Records from a collection
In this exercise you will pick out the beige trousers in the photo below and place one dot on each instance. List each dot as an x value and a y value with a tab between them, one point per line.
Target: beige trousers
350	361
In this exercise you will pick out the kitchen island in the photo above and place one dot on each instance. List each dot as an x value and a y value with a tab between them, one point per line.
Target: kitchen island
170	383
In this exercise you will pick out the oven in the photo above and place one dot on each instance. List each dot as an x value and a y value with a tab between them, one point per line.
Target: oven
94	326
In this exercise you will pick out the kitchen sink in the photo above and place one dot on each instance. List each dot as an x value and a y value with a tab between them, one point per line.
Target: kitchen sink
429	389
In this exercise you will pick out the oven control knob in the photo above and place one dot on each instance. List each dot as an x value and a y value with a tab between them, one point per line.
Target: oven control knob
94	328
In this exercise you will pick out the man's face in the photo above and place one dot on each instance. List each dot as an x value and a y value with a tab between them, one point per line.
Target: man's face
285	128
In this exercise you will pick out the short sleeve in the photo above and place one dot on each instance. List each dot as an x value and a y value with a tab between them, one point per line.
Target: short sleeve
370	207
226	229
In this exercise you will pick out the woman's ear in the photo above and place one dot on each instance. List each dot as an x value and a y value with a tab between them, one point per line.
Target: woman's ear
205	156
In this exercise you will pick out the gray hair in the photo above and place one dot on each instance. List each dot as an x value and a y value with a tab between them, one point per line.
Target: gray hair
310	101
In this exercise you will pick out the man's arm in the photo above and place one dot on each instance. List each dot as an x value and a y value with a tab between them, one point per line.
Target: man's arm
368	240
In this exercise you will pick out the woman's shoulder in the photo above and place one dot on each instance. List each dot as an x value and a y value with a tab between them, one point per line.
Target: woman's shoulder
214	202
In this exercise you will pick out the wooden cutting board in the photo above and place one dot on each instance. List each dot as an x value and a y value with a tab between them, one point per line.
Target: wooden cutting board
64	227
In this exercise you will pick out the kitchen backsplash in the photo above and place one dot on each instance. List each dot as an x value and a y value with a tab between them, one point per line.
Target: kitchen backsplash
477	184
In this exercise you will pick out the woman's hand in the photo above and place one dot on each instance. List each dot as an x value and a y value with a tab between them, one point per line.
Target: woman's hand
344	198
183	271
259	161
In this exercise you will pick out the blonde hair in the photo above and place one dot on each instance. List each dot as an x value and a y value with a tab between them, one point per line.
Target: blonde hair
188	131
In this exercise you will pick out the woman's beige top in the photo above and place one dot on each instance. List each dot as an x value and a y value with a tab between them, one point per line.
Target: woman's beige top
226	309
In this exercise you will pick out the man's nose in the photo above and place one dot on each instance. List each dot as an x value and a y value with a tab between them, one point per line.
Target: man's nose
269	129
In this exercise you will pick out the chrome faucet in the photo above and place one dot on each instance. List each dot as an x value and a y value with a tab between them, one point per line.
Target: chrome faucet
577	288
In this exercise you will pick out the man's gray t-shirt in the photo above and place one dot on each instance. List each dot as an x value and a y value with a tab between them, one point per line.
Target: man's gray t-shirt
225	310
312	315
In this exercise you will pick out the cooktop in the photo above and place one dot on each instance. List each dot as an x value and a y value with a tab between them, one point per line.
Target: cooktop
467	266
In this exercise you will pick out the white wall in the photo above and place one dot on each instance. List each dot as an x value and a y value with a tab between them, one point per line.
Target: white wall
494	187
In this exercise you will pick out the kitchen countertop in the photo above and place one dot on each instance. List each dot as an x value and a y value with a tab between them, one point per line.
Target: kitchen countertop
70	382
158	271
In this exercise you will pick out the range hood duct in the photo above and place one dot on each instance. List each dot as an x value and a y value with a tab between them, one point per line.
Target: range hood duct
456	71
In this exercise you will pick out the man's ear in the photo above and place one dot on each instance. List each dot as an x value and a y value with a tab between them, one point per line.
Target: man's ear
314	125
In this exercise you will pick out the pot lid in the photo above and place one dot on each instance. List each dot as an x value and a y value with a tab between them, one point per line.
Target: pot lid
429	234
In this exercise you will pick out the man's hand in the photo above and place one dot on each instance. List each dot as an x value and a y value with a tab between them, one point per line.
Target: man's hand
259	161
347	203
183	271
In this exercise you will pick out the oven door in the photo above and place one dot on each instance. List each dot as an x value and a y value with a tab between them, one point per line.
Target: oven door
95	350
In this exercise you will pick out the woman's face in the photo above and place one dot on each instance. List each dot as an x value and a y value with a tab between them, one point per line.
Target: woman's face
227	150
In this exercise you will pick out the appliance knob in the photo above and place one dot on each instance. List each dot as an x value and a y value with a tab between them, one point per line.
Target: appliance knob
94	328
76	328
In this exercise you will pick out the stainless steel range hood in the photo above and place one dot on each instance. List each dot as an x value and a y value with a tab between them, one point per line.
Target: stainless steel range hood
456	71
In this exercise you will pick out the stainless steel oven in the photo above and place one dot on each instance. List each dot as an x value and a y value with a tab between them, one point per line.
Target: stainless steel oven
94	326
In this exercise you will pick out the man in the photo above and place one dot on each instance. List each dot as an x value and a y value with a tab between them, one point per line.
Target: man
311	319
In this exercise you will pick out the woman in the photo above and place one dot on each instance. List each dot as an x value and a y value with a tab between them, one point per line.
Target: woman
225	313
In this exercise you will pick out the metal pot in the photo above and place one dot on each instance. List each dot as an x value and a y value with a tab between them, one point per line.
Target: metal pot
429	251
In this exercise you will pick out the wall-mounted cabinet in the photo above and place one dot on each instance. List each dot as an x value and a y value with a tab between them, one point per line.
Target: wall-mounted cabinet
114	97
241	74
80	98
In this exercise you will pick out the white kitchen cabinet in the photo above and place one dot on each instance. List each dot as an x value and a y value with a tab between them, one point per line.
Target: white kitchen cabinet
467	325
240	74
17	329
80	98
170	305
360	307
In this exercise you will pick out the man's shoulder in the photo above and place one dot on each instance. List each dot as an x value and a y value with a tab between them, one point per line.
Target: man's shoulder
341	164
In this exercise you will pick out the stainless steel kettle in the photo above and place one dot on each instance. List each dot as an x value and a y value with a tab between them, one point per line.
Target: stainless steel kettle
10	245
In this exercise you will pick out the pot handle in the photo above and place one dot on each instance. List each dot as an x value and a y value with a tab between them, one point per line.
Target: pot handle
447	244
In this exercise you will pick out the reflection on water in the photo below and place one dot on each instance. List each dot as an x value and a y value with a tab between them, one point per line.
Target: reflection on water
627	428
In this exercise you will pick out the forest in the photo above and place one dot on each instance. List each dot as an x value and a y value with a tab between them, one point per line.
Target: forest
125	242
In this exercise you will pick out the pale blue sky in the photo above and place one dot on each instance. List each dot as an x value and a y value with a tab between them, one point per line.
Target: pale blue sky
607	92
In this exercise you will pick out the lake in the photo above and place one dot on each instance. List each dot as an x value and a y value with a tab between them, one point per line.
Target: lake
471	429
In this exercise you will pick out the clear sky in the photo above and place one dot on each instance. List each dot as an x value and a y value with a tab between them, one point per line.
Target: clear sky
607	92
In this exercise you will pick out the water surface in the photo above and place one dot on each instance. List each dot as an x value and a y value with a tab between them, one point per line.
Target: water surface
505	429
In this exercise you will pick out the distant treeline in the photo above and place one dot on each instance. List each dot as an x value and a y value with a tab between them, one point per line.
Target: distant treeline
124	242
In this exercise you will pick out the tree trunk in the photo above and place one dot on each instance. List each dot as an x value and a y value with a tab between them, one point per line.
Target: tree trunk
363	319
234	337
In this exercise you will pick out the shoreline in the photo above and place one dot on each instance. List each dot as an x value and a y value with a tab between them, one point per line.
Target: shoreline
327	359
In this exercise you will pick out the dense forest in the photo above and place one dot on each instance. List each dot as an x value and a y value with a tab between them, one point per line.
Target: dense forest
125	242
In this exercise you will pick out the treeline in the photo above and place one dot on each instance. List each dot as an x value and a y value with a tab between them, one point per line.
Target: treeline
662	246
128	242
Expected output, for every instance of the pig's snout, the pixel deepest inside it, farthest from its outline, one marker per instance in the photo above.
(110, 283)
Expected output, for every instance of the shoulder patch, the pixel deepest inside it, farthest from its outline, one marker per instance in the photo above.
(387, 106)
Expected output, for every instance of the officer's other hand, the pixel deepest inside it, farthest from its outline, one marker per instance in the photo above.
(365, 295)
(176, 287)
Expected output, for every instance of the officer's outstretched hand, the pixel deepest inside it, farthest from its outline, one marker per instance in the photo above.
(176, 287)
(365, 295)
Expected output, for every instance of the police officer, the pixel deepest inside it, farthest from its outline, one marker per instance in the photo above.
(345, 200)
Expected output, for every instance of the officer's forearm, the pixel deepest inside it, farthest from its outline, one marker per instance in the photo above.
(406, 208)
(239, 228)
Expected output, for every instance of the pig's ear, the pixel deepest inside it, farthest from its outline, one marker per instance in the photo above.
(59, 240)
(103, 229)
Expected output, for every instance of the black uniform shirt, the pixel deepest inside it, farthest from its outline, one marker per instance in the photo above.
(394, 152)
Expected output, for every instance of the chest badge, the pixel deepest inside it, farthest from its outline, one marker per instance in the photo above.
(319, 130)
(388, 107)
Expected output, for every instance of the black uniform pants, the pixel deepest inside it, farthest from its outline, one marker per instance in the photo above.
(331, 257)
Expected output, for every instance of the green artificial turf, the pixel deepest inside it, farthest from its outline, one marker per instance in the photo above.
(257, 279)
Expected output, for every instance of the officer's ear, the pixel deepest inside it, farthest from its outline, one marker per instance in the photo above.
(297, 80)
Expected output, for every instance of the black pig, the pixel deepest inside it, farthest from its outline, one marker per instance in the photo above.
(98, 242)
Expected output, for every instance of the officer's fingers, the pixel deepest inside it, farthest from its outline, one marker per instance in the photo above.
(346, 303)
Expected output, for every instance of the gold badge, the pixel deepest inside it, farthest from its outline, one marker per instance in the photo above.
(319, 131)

WHAT YOU HAVE TO DO
Filter the entries above and copy only the lines that hold "below".

SOLUTION
In this exercise you will pick out the beige trousers in the photo below and place one dot on each instance. List each dot as an x value and a y value with a tab between them, one point per line.
In this exercise you will pick out the reflection on water in the photo below and place one dot on each instance. List each dot as an x value and a y value with a tab between them, one point per line.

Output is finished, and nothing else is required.